### EXERCISE PASSAGE
U.S.

NY police arrest 'Baby Hope' killer

Detectives close one of the city’s most notorious cold cases, following a tip from a local resident

Conrado Juarez, cousin and alleged killer of 4-year-old Anjelica Castillo, waits to be arraigned at Manhattan Criminal Court, Oct. 12, 2013.
AP2013

New York City police arrested and charged a 52-year-old man in one of the city’s most notorious cold cases Saturday, ending a decades-long investigation into the murder of "Baby Hope," a 4-year-old girl whose body was discovered in a picnic cooler beside a Manhattan highway in 1991.

Conrado Juarez, a relative of the child, Anjelica Castillo, was arraigned on a felony murder charge, authorities said. He pleaded not guilty and was held without bail.

Manhattan Assistant District Attorney Melissa Mourges, chief of the cold-case unit and the original prosecutor on the case in 1991, told a judge at Juarez's arraignment that he had admitted to sexually abusing Castillo before smothering her. Mourges said Juarez then enlisted the aid of his sister, Balvina Juarez-Ramirez, who helped him dispose of the body.

Juarez and Juarez-Ramirez, who the New York Daily News reported is deceased, were cousins of the child’s father.

The girl's name, age and circumstances of her death were unknown for 22 years. But earlier this week, police announced that a new tip and a DNA test had allowed them to finally identify the baby's mother.

'Because we care'

The case became an obsession for investigators who nicknamed the girl "Baby Hope." Her body was exhumed for DNA testing in 2007, and then again in 2011.

In July, detectives tried another round of publicity on the 22nd anniversary of her death. They canvassed the neighborhood where her body was found, hung fliers, circulated sketches and announced a $12,000 reward for information leading to an arrest.

A tipster, who saw recent news stories on the case, led police to Anjelica's sister, who told detectives she thought her sister had been killed.

Police matched DNA from Anjelica to their mother. The mother, who was not identified, didn't have custody of Anjelica at the time of the girl's death — she had been living with relatives on the father's side, including Juarez's sister police said.

Police closed in on the suspect and waited for him Friday outside a Manhattan restaurant where he worked. He told them he noticed Anjelica while visiting the family apartment and killed her, police said.

"When she went motionless, he summoned his sister from another room," said Raymond Kelly, commissioner of police.

### EXTRACTED MATERIAL
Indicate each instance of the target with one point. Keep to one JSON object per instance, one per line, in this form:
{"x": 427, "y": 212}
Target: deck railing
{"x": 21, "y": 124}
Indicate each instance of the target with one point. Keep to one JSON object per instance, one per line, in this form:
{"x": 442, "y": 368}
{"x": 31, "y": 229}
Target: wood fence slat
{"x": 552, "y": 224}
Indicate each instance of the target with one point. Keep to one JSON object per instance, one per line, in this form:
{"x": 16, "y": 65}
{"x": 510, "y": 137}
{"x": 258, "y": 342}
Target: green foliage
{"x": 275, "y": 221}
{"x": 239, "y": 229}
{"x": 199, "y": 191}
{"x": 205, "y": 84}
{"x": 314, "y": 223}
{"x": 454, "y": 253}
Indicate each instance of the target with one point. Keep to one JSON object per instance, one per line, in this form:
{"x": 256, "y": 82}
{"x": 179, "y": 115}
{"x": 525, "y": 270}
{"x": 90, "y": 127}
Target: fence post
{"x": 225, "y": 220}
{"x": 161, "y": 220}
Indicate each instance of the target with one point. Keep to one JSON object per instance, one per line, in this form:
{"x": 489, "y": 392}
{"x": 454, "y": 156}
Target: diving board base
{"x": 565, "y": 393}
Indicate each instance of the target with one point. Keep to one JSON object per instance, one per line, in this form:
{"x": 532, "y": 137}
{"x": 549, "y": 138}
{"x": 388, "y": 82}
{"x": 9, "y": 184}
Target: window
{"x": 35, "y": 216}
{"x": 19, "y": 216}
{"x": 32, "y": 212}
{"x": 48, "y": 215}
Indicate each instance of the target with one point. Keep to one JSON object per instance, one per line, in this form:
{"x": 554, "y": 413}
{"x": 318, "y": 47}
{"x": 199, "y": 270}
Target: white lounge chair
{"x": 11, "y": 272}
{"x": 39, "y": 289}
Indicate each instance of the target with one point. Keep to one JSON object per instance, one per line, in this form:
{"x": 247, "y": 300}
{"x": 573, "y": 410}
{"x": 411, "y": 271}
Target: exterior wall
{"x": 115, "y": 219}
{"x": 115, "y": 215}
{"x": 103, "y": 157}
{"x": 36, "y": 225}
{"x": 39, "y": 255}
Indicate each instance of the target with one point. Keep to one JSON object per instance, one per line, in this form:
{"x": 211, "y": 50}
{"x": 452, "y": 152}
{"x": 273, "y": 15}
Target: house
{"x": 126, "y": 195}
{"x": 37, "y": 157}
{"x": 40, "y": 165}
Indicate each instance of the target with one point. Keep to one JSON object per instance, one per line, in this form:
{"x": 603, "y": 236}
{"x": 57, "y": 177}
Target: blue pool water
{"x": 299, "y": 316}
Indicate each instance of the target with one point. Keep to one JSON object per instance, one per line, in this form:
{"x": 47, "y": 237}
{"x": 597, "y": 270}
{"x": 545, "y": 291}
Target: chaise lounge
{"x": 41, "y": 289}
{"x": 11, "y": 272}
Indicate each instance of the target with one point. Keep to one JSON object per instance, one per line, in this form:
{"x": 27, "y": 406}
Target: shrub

### WHAT THE TASK REQUIRES
Please answer these questions using the Baby Hope article:
1. How old was the man arrested and charged in the case?
2. In which two years was the girl's body exhumed for DNA testing?
3. How large a reward did detectives announce in July?

### RESULT OF THIS TASK
1. 52
2. 2007 and 2011
3. $12,000